Produce one exact copy of the records, no pictures.

[GIVEN RECORDS]
■ ■ ■ ■ ■ ■ ■
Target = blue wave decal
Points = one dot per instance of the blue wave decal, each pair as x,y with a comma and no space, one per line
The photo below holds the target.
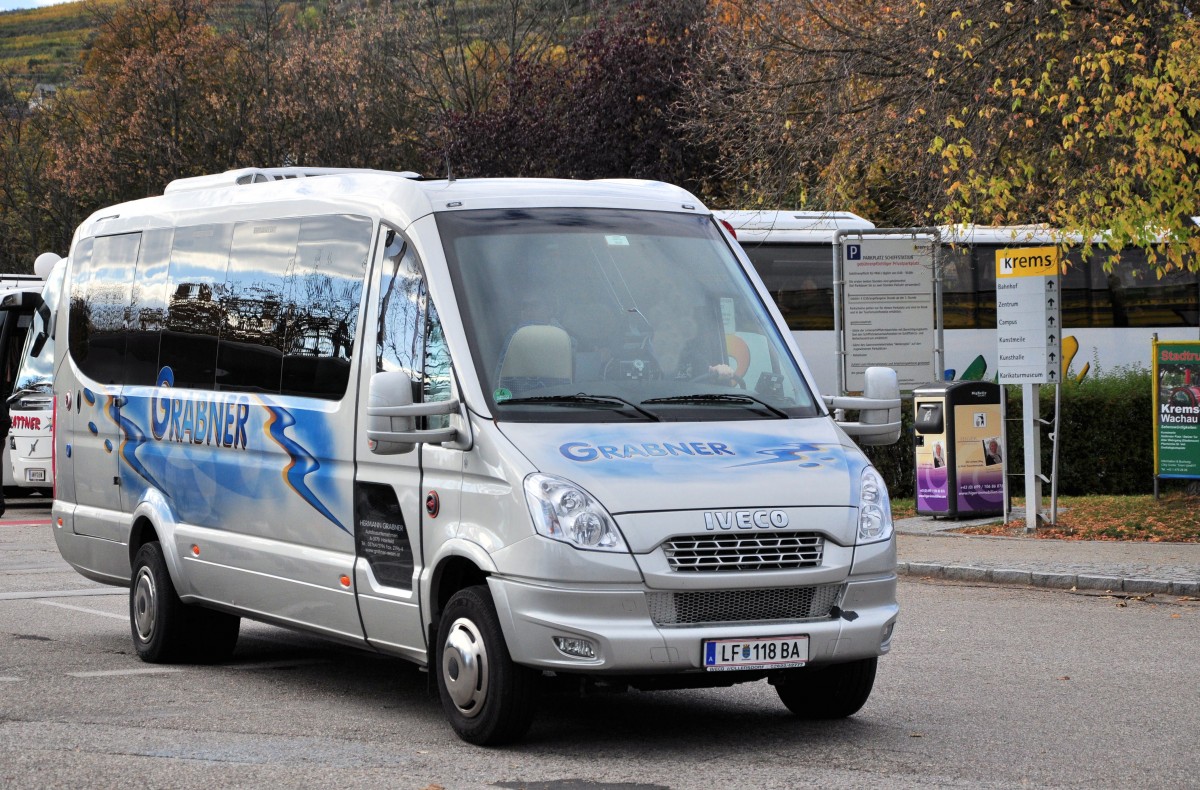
132,437
301,461
802,453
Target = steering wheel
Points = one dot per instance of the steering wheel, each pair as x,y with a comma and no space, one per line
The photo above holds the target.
712,377
633,367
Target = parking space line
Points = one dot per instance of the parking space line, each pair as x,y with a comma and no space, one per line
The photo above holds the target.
84,609
279,664
114,672
64,593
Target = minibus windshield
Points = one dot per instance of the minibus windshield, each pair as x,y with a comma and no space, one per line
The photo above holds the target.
605,315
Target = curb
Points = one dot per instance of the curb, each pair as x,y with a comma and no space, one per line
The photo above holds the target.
1049,580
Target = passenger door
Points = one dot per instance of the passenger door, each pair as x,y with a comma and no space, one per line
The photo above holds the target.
397,506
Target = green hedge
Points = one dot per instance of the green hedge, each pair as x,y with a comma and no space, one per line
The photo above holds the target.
1107,444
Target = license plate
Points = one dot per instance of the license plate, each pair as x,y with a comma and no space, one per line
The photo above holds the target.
778,652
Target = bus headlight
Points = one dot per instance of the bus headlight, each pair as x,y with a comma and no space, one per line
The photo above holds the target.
565,512
874,508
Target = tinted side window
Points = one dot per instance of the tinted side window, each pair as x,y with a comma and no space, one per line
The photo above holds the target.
79,318
100,298
799,277
148,309
255,305
409,335
322,311
196,279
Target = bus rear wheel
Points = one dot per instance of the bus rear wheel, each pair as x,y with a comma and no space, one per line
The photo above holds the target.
165,628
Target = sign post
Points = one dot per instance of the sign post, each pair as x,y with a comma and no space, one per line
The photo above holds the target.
1029,342
887,305
1176,376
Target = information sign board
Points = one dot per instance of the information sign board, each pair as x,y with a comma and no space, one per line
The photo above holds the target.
1029,339
1176,376
888,309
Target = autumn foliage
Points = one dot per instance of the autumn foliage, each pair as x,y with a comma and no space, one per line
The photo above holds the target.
1083,115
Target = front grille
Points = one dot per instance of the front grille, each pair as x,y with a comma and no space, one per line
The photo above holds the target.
757,551
743,605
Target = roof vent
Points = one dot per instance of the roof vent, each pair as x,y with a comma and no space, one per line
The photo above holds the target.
265,174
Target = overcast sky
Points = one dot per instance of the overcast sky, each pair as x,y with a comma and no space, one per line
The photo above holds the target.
12,5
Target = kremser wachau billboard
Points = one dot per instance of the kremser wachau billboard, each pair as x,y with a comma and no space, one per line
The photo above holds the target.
1176,373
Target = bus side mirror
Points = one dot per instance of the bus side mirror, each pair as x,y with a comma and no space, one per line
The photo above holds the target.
391,413
879,408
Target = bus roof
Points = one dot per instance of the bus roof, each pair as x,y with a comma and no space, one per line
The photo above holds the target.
401,197
791,226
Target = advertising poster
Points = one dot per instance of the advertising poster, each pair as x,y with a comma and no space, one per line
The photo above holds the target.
978,458
933,474
1176,375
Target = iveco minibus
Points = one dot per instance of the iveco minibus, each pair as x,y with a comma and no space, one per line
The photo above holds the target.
516,431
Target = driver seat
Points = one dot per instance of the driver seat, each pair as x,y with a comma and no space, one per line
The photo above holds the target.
537,355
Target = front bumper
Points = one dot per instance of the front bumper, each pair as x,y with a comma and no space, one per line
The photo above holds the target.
619,623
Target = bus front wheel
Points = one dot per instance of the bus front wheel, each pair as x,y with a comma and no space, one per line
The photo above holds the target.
486,696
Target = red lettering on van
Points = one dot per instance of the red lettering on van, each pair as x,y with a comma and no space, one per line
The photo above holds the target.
27,423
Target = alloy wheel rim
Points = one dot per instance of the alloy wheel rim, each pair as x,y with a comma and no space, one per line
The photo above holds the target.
465,668
145,604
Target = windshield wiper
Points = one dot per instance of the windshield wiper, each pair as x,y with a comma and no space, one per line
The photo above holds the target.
719,398
585,400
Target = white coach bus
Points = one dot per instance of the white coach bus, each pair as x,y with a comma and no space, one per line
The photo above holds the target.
511,430
1109,313
30,406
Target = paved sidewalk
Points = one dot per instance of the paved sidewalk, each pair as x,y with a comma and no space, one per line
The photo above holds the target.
928,549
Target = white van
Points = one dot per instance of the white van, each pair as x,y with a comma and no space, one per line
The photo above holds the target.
510,430
30,406
19,297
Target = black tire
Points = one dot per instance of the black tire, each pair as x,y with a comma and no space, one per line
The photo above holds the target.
828,692
166,629
487,698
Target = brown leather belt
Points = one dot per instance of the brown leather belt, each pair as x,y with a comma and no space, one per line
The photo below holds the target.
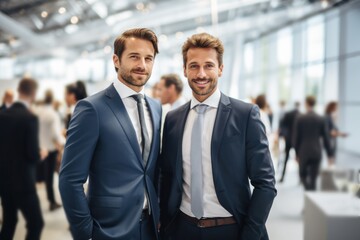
■ ■ ■ ■ ■ ■ ■
[OUTPUT]
Target = blue wave decal
Points = one dot per instance of the blue wave decal, each pair as x,y with a comma and no space, one per line
The photo below holds the target.
132,437
301,461
802,453
Target = steering wheel
Points = one dot per instance of the steering wheel, each pair as x,y with a comma and no space, one per line
The photo above holds the target.
712,377
633,367
Target = parking space line
Points = one dot per instance of the parking space line, each pair as x,y with a comma and no space, one per line
The photo above holds the target.
84,609
279,664
114,672
64,593
Target = minibus windshield
Points = one dot per instance of the minibus windshield, each pair as x,y with a comma and no space, one per line
The photo above holds the target.
605,315
Target = curb
Points = one dot per instance of the curb, each pair as x,y with a comma and no space, one per line
The photo above holds the target.
1049,580
Target = passenger door
Points = one dot per instance of the passenger door, each pair as x,y with a comma and no space, one per line
The photo above holds the target.
397,506
Target = green hedge
Points = one dot per instance of the green hedge, each pair as x,y with a comma and no space, one per line
The photo above holds the target.
1107,444
Target = license plate
Points = one dot per instance of the license plate, each pair as x,y with a comma and no space, one per line
The photo above holds the target.
778,652
Target = bus headlight
Points = one dot per instance of the bus headlight, each pair as x,y with a comma and no space, one per line
The photo above holds the target.
565,512
874,508
Target = tinted side window
Points = one dot per instance of the tinted side window, each pair as x,y with a comma and no space, one per line
The photo above holds the target.
79,318
100,298
799,277
148,309
255,305
409,335
322,311
196,279
Target = bus rear wheel
Points = one dot per instance of the bus rear wheel, each pair as x,y with a comma and no space, one per line
The photo above holds the target.
165,628
Target = sign post
Points = one dot per instance of the sign post, each pair as x,y with a comma and no space, one per line
The photo above holds the target.
1029,342
887,305
1176,376
Target = information sign board
Points = one dot per instance of the information sign board, each pair as x,y with a comma and no space, one per line
The photo above holds the target.
1029,339
1176,376
888,309
Target = autumn foliage
Points = one dot per instance of the autumn foliage, each pair as x,y with a comma and no space, one per line
The photo above holds the target.
1083,115
Target = front grille
Points = one dot per instance of the front grille, each pair as x,y with a comma and no space, one per line
The photo above holds the target.
757,551
743,605
Target = roof vent
Points = one dot per instance of the roof vent, each pair as x,y with a comma and no space, one per line
The photo above holds the target.
265,174
Target = overcast sky
Points = one dot per instance of the overcast sky, each pair as x,y with a comma and no space, one per line
The photo above holds the target.
12,5
Target = kremser wachau billboard
Points = one dot per instance of the kremser wachau billboard, each pair as x,y with a comma and no space, one per line
The photo above holds the target.
1176,373
Target = bus side mirror
Points = one dot per instance of the bus side mirror, each pair as x,y with a comma and no space, one per line
The photo above holds the target.
391,413
879,408
Target = bus roof
Points = one dot per instance of the bus roof, each pair as x,y with a comma and no space, one per line
The photo above holds the target.
401,197
791,226
Target = advertising poster
Points = one dot per instance of the advertising poster, each pair as x,y with a comma and no space, one per line
The photo above holds the target.
978,458
933,474
1176,375
Target = iveco minibus
Points = one dot per instance of the iveco minibus, each pair as x,y with a comma and no space, one per line
The photo above holds the target.
516,431
Target = driver seat
Points = one dot per instance of the driver seat, each pair as x,y with a comma and no space, one per line
The photo above holds the target.
537,355
Target = front bumper
Points = one dot per instance of the front bumper, each pair as x,y with a comma and no space, one per line
The photo above holds the target.
619,623
Target = bus front wheel
Points = one dot per instance of the bus front wheel, each pair as x,y with a comma and no space, one per line
The photo above holds the target.
486,696
Target = red lettering on van
Points = one dot per instance of the red lettering on van, each pair as x,y with a comma and no space, one per line
The photo above holds the target.
27,423
Target = alloy wheel rim
Points = one dot per instance of the alloy wheel rim, each pair as x,y with a comma and no space, one per line
The photo above holds the target.
465,668
145,604
Target = windshield wiper
Points = one dot per instance of the windshield wiper, each pair as x,y with a comma and no space, one per line
The photo above holds the target.
719,398
585,400
Target = white coach bus
Points = one dot per instance of the white coach bus, each pair as x,y with a comma and no space, one per line
The photo above holds the target.
511,430
1109,313
30,406
Target = paved sidewalk
Points = one dot per instance of the paved sidewalk, each pair as x,y with a comma and no space, one per line
The photo above holds the target.
928,549
Target = white van
Points = one dot per instance of the white van, each pair as x,y with a comma and no space, one per line
The photo above holds the target.
510,430
30,406
19,297
Target = black tire
Points = one dot per instance of the black tire, each pair as x,y with a comma and no space, one per line
The photo above holds the target.
828,692
166,629
487,698
Target = brown leather belt
Points = one dot per instance of the brown leather belt, each pair as x,y with a comma and no space, one per line
The photo below holds the target.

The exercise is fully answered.